Could there be a simple explanation for the Daedalian objects that copiously populate this work? Could it be that Hieronymus Bosch sculpted his fantasy from the tangible fear of biblical damnation that permeated his town and gripped his fellow citizens? Or are these just the unglamorous consequence of some drug induced hallucination? A weekend rave party perhaps, deep in Den Bosch?

Art historian Erwin Panofsky, writing about The Garden of Earthly Delights in 1953 stated, "In spite of all the ingenious, erudite and in part extremely useful research devoted to the task of decoding Jerome Bosch, I cannot help feeling that the real secret of his magnificent nightmares and daydreams has still to be disclosed. We have bored a few holes through the door of the locked room; but somehow we do not seem to have discovered the key”. 

The key has proved to be the Holy Grail.

But many holes have been bored since Panofsky’s lament, and interpretations abound. Many of the intriguing detail of The Garden of Earthly Delights has been diligently deciphered; especially the multi-layered significances of the curious objects and the ritualistic activities taking place in the garden, but like at a highly potential archeological dig, the more one digs, the more one unearths. And not everything is familiar or explainable. But what is indisputable is that The Garden of Earthly Delights is the product of the times Bosch lived in; a mirror to the trials and trepidations of his simple fellow citizens of Den Bosch.
....
INSTRUCTION 1
Transcribe the passage on The Garden of Earthly Delights in full, word for word.
....
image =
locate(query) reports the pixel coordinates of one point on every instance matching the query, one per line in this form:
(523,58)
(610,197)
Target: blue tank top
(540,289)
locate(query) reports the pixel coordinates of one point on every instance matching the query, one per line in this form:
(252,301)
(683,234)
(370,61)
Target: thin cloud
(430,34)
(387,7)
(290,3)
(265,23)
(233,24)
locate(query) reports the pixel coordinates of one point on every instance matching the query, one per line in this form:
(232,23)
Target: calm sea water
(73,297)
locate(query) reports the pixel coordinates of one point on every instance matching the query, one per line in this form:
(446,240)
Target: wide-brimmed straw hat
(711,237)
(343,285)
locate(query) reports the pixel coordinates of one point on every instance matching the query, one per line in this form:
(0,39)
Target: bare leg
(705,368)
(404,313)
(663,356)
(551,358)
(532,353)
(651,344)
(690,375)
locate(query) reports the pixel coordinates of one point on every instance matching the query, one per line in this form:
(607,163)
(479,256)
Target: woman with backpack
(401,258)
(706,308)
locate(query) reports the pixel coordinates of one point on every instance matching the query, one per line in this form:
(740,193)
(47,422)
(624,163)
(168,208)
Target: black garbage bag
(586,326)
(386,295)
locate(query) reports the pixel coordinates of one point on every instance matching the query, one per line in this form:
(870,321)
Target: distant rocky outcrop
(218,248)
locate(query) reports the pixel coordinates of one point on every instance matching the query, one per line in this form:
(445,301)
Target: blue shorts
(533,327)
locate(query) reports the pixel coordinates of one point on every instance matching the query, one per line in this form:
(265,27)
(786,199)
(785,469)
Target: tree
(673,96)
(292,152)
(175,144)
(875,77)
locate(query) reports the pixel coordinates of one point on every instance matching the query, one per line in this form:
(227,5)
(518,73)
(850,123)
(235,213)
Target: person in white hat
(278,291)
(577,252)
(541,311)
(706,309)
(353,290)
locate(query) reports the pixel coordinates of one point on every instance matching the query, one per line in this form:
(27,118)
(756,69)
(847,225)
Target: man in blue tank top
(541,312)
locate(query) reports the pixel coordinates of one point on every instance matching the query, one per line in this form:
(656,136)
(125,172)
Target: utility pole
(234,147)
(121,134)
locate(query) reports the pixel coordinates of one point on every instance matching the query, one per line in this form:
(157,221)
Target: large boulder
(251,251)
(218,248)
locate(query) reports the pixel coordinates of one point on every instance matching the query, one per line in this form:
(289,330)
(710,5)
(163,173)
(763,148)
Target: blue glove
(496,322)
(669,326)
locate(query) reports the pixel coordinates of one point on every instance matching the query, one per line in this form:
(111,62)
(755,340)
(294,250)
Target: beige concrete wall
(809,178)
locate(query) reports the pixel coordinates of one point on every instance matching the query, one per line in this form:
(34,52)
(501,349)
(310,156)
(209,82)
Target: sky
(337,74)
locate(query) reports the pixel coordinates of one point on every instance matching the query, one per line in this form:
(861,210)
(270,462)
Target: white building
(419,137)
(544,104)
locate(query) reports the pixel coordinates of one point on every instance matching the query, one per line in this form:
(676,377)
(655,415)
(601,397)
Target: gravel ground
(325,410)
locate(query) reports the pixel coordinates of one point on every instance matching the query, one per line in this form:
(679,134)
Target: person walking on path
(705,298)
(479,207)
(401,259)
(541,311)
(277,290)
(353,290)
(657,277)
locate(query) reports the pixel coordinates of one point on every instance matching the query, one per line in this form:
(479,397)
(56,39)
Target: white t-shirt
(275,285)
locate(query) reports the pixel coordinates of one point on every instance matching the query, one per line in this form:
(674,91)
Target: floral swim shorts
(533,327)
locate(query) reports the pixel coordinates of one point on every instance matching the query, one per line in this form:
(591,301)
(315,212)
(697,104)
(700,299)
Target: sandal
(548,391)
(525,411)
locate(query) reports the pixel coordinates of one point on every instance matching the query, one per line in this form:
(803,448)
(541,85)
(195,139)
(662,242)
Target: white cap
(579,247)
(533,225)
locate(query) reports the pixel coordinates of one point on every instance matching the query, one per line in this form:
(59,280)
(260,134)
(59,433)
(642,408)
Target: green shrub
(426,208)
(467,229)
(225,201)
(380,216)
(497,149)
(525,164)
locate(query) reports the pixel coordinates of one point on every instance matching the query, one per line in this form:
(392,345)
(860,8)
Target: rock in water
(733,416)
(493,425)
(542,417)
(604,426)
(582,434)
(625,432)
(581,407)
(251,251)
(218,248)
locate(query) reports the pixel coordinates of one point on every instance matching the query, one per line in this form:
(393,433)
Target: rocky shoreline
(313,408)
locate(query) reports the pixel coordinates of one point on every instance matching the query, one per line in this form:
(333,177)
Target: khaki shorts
....
INSTRUCTION 2
Find every line in the entries containing the string "shorts" and copy each one. Matching is case-sensitive.

TASK RESPONSE 1
Could there be a simple explanation for the Daedalian objects that copiously populate this work? Could it be that Hieronymus Bosch sculpted his fantasy from the tangible fear of biblical damnation that permeated his town and gripped his fellow citizens? Or are these just the unglamorous consequence of some drug induced hallucination? A weekend rave party perhaps, deep in Den Bosch?

Art historian Erwin Panofsky, writing about The Garden of Earthly Delights in 1953 stated, "In spite of all the ingenious, erudite and in part extremely useful research devoted to the task of decoding Jerome Bosch, I cannot help feeling that the real secret of his magnificent nightmares and daydreams has still to be disclosed. We have bored a few holes through the door of the locked room; but somehow we do not seem to have discovered the key”. 

The key has proved to be the Holy Grail.

But many holes have been bored since Panofsky’s lament, and interpretations abound. Many of the intriguing detail of The Garden of Earthly Delights has been diligently deciphered; especially the multi-layered significances of the curious objects and the ritualistic activities taking place in the garden, but like at a highly potential archeological dig, the more one digs, the more one unearths. And not everything is familiar or explainable. But what is indisputable is that The Garden of Earthly Delights is the product of the times Bosch lived in; a mirror to the trials and trepidations of his simple fellow citizens of Den Bosch.

TASK RESPONSE 2
Target: blue shorts
Target: floral swim shorts
Target: khaki shorts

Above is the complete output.